Parts of the exercise:
1. From the NOPD surveillance article, pull out the passage from "Using City Cameras" to "YORK, CHICAGO ETC." word for word.
2. In the NOPD surveillance article, what settlement did Celestine and the NOPD agree to?
3. Continue the NOPD surveillance article from its final sentence.

** Document passage follows **

Using City Cameras NOPD Falsely Arrested a Black Man Minding His Own Business. Initially Police said Cameras Existed to Get Evidence After a Crime Occurs But Now Are Used to Track Residents Movements

MESSAGE TO SLEEPING TOMS AKA THE BLACK VOTARY: YOUR GREAT WHITE LIBERAL FRIENDS ARE SURVEILLING YOU, STOPPING YOU AND TRYING TO LOCK YOU UP EVERYDAY IN PRISONS THEY CONTROL IN CITIES SUCH AS NEW ORLEANS, DC, NEW YORK, CHICAGO ETC.

A MAIN PURPOSE OF POLICE IS TO SURVEIL BLACK PEOPLE ON BEHALF OF ELITE RACISTS. From [HERE] Twenty-five year old Michael Celestine [above] walked outside his friend’s 7th Ward home to take a phone call and smoke a cigarette. Wearing a Tommy Hillfiger puffer jacket on a brisk day in January 2020, he chatted with a friend, walked across the street and then went back inside.

What Celestine didn’t know that is that for the full 15 minutes he was outside, he was being watched by a New Orleans police officer on a monitor about a mile away at the city’s surveillance hub, the Real Time Crime Center, which has access to more than 1,200 live feeds from cameras across the city.

Celestine was the subject of live video surveillance that landed him in jail for more than a year — in the midst of the COVID-19 pandemic, which hit New Orleans early and hard just two months after he was arrested —  even though all the charges against him were eventually dropped. In 2021, Celestine sued the NOPD with the help of the ACLU of Louisiana for a litany of alleged abuses, including an unlawful stop, false arrest and excessive force. Celestine and the NOPD agreed to a $10,000 settlement last year.

“It’s very egregious,” ACLU of Louisiana staff attorney Meghan Matt told Verite. “It’s a man literally minding his own business outside … and subsequently spends a year in jail on false charges during the height of COVID when hundreds of people in that jail were infected, and people were literally dropping dead.”

When the city’s camera network was first introduced in 2017, officials assured the public that the system was primarily there to gather evidence after a crime occurs, rather than proactively surveil the public for suspicious activity.

But in recent years, the NOPD has increased its use of live surveillance to justify stops and searches, according to local defense attorneys and advocates.

“We’ve seen over the years the increased use of the real-time crime cameras to lead to stop and frisks,” New Orleans Chief Public Defender Danny Engelberg told Verite.

Civil rights advocates say that trend is concerning, escalates the privacy implications of the city’s ever expanding surveillance apparatus and threatens to amplify the worst tendencies of the criminal justice system.

On the day of Celestine’s arrest, NOPD officers on the street were conducting what the police report described as a “proactive patrol in high crime areas” while another, Daniel Grijalva, was monitoring a surveillance feed from a nearby camera in the neighborhood.  The camera shifted  to follow Celestine’s  movements, zooming in to provide a close visual inspection of his clothing and cellphone. Grijalva saw a “bulge” in the puffer jacket, and notified nearby patrols that he believed Celestine had a gun, according to the police report and the lawsuit. Officers did not initially respond while Celestine was in the home.

** End of Document passage **
** The data follows **

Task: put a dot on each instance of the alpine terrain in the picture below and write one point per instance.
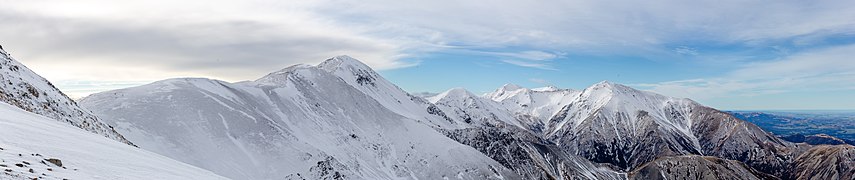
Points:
(342, 120)
(45, 135)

** End of The data **

Answers by item:
1.
Using City Cameras NOPD Falsely Arrested a Black Man Minding His Own Business. Initially Police said Cameras Existed to Get Evidence After a Crime Occurs But Now Are Used to Track Residents Movements

MESSAGE TO SLEEPING TOMS AKA THE BLACK VOTARY: YOUR GREAT WHITE LIBERAL FRIENDS ARE SURVEILLING YOU, STOPPING YOU AND TRYING TO LOCK YOU UP EVERYDAY IN PRISONS THEY CONTROL IN CITIES SUCH AS NEW ORLEANS, DC, NEW YORK, CHICAGO ETC.

2. A $10,000 settlement.

3.
Grijalva was still watching when Celestine left the house again two hours later, and again called for nearby officers to respond. Justified only by a perceived “bulge” in video surveillance, two NOPD squad cars approached Celestine. He ran away before the officers could say a word. Officer Bryan Bissell chased him on foot into a backyard and pulled out his gun.

“I will f—ing shoot you,” the officer said, body camera footage obtained by Verite shows.

Celestine then hoisted himself halfway over a fence before Bissell shot him with a stun gun. Celestine fell to the ground wailing in pain. As he was being arrested, he told the officers “I can’t breathe.”

“Shut up,” Bissell responded.

After briefly being admitted to the hospital, Celestine was taken to jail on Jan. 13, 2020 on several charges, including possession of a stolen weapon, which officers said they found in his pant leg. The Orleans Parish District Attorney’s Office later dropped all charges against him, but not until January 2021. Celestine was kept in jail for the entire year because he was on parole from a previous conviction and was put on a “parole hold” that prevented him from posting bail.

A portion police body camera footage shows Officer Bryan Bissell chase, stun and arrest Michael Celestine on Jan. 13, 2020. Credit: New Orleans Police Department (/customCaption]

“The damage that can happen to a person’s life and livelihood by spending a year in jail without conviction is almost indescribable,” Chris Kaiser, advocacy director of the ACLU of Louisiana, told Verite. Verite was unable to reach Celestine for comment.

Matt, who previously worked as a staff attorney for the Orleans Public Defenders office, said all of the abuses suffered by Celestine stemmed from an initial live video surveillance stakeout — a practice she said is becoming more prevalent in New Orleans.

“As a former public defender, I can tell you this was all the time,” Matt said. “It’s happening multiple times a day, every single day.”

Neither the NOPD nor Mayor LaToya Cantrell’s office responded to requests for comment.

From ‘complaint-based’ system to proactive surveillance

Since the city’s crime camera network launched in 2017 under then-Mayor Mitch Landrieu, city officials have told the public that the system would be largely “complaint-based,” meaning that the footage would primarily be used to gather evidence after an alleged crime was called in.

But it quickly became clear that the cameras were also being used to proactively search live footage for potential suspicious activity.

In 2018, The Lens reported on the case of Clint Carter, who was arrested during a drug bust coordinated through live video surveillance. The cameras caught an interaction that an NOPD officer interpreted to be a drug deal. Carter was swarmed by NOPD squad cars and arrested.

No drugs were recovered from the scene, but the police said they found brass knuckles on him. And one officer claimed that Carter, who was taken for medical treatment after his arrest, tried to take a swing at him from his hospital bed. (The officer later admitted that Carter was shackled to the bed more than five feet away from him.)

Carter was booked with illegally carrying a weapon, simple assault and trespassing — the last charge allegedly stemming from a neighbor’s complaint, though, according to a report by The Lens, video footage did not show Carter entering the property in question.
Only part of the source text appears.